● **SUPPLIED ENTRIES**
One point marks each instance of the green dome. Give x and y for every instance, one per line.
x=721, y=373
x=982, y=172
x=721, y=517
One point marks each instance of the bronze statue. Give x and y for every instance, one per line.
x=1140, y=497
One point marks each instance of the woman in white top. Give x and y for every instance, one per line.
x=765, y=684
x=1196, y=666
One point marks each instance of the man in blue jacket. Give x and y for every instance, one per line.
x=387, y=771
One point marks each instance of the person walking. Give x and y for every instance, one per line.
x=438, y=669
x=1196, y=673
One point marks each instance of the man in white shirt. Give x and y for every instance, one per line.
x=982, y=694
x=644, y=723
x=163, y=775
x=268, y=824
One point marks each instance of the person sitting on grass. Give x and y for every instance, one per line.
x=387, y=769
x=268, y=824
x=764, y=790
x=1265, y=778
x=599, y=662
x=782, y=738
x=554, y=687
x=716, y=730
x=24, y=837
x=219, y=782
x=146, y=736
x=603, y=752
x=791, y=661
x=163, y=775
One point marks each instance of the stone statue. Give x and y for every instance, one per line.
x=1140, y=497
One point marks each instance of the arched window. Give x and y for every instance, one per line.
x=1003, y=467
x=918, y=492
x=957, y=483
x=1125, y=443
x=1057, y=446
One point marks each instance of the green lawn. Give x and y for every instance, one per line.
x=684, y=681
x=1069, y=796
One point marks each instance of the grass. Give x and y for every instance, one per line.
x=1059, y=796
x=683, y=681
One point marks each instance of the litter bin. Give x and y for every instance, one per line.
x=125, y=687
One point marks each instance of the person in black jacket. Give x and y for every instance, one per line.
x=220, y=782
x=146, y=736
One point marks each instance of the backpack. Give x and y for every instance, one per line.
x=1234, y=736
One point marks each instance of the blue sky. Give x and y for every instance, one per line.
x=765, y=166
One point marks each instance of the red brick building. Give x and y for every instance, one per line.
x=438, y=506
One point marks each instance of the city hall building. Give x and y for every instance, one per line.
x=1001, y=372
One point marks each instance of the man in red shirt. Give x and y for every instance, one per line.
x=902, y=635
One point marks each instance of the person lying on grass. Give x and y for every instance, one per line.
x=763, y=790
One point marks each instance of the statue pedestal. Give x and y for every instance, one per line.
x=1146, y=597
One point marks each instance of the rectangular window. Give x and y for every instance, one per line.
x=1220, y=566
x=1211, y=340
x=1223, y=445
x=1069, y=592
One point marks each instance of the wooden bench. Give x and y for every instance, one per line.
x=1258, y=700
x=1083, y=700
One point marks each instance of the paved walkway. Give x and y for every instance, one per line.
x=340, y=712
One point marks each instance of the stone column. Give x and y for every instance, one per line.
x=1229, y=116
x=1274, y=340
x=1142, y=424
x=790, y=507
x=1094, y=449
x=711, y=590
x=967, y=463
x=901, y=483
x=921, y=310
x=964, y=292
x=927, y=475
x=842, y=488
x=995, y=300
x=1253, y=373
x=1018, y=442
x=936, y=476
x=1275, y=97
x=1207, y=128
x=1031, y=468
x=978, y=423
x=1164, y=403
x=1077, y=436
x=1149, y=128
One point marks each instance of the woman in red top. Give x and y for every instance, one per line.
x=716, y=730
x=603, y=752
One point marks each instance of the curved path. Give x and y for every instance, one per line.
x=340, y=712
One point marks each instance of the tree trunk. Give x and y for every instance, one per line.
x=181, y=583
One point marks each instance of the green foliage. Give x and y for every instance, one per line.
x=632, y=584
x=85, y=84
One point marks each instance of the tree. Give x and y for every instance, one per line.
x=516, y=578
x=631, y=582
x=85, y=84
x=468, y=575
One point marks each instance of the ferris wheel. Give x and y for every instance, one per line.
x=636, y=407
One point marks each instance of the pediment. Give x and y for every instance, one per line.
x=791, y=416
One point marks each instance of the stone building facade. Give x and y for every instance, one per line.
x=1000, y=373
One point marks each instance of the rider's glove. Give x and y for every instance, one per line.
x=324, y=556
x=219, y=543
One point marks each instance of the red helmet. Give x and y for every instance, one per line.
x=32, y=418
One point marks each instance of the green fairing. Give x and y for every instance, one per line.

● **WRITTEN REQUEST**
Convert the records above into a JSON list of strings, one string per line, leaving out blank lines.

● **WRITTEN ANSWER**
[
  "One point marks each instance of the green dome. Give x and y for every instance, one per line.",
  "x=721, y=373",
  "x=982, y=172",
  "x=721, y=517",
  "One point marks each instance of the bronze statue. Give x and y for every instance, one per line.",
  "x=1140, y=497",
  "One point marks each instance of the woman in white top. Give x and y for every instance, one per line.",
  "x=765, y=684",
  "x=1196, y=666",
  "One point marks each instance of the man in blue jacket. Give x and y for every instance, one per line.",
  "x=387, y=771",
  "One point marks each instance of the person walking. Give x and y for every instance, one per line.",
  "x=438, y=669",
  "x=1196, y=673",
  "One point marks each instance of the man in white shirt. Give x and y for every instance, one per line.",
  "x=982, y=694",
  "x=644, y=723",
  "x=163, y=775",
  "x=268, y=824",
  "One point marks each instance of the person sitting on grass. Give x and y for every instance, one per line.",
  "x=387, y=769",
  "x=268, y=824",
  "x=764, y=790",
  "x=1265, y=778",
  "x=599, y=662",
  "x=782, y=738",
  "x=554, y=687",
  "x=716, y=730",
  "x=24, y=837",
  "x=219, y=782",
  "x=146, y=736",
  "x=603, y=752",
  "x=791, y=661",
  "x=163, y=775",
  "One point marks each instance of the stone statue. Give x and y for every instance, one per line.",
  "x=1140, y=497",
  "One point marks each instance of the arched window. Give x and y for every instance, one per line.",
  "x=1003, y=467",
  "x=918, y=492",
  "x=957, y=483",
  "x=1125, y=443",
  "x=1057, y=446",
  "One point marks each instance of the green lawn. Give x and y for every instance, one per line.",
  "x=684, y=681",
  "x=1069, y=796",
  "One point marks each instance of the grass. Give x and y for every instance, one per line.",
  "x=1059, y=796",
  "x=683, y=681",
  "One point marks each instance of the litter bin. Give x and y for every instance, one per line.",
  "x=125, y=687",
  "One point marks each instance of the person in black jacket. Give x and y for every instance, one per line.",
  "x=220, y=782",
  "x=146, y=736",
  "One point marks each instance of the backpack. Give x and y for every instance, one per line.",
  "x=1234, y=736",
  "One point marks each instance of the blue sky. Give x and y for every instance, one per line.",
  "x=765, y=166",
  "One point marks each instance of the red brick building. Give x and y for every instance, one per line.",
  "x=438, y=506",
  "One point marks each instance of the city hall building. Give x and y for every instance, one per line.",
  "x=1001, y=372",
  "One point marks each instance of the man in red shirt. Give x and y for every instance, one per line.",
  "x=902, y=635",
  "One point marks each instance of the person lying on grass. Give x and y for every instance, one per line.",
  "x=763, y=790",
  "One point marks each instance of the statue pedestal. Give x and y for every instance, one per line.",
  "x=1146, y=597",
  "One point marks each instance of the rectangular window. Give x and y for every instance, one per line.",
  "x=1220, y=566",
  "x=1211, y=340",
  "x=1223, y=445",
  "x=1069, y=592",
  "One point marks each instance of the wooden bench. Give x and y for every instance, one per line.",
  "x=1258, y=700",
  "x=1083, y=700",
  "One point marks each instance of the paved walkway. Give x and y for every instance, one per line.",
  "x=340, y=712",
  "One point marks each instance of the stone column. Give x and y for every instance, one per line.",
  "x=1229, y=116",
  "x=1274, y=340",
  "x=1142, y=424",
  "x=790, y=507",
  "x=1094, y=449",
  "x=711, y=590",
  "x=967, y=463",
  "x=901, y=483",
  "x=921, y=310",
  "x=964, y=292",
  "x=927, y=475",
  "x=842, y=488",
  "x=995, y=300",
  "x=1253, y=373",
  "x=1018, y=442",
  "x=936, y=476",
  "x=1275, y=97",
  "x=1207, y=128",
  "x=1031, y=468",
  "x=978, y=423",
  "x=1164, y=403",
  "x=1077, y=436",
  "x=1149, y=128",
  "One point marks each instance of the woman in red top. Give x and y for every instance, one per line.",
  "x=716, y=730",
  "x=603, y=752",
  "One point marks each instance of the curved path. Give x and y for every instance, one per line.",
  "x=340, y=712",
  "One point marks each instance of the tree trunk. Give x and y for every instance, one per line.",
  "x=181, y=583",
  "One point marks each instance of the green foliage. Give x and y for every instance, one per line.",
  "x=632, y=584",
  "x=85, y=84",
  "One point marks each instance of the tree. Give x and y for every instance, one per line.",
  "x=516, y=578",
  "x=631, y=582",
  "x=85, y=84",
  "x=468, y=575",
  "One point marks each instance of the ferris wheel. Give x and y for every instance, one per line.",
  "x=636, y=407",
  "One point marks each instance of the pediment. Give x and y for every instance, one per line.",
  "x=791, y=416",
  "One point marks each instance of the stone building facade. Give x and y for every instance, one per line.",
  "x=1000, y=373",
  "One point marks each instance of the rider's glove. Give x and y for every instance, one per line.",
  "x=324, y=556",
  "x=219, y=543",
  "One point marks each instance of the red helmet. Give x and y for every instance, one per line.",
  "x=32, y=418",
  "One point marks each instance of the green fairing. Give x and y for every instance, one per line."
]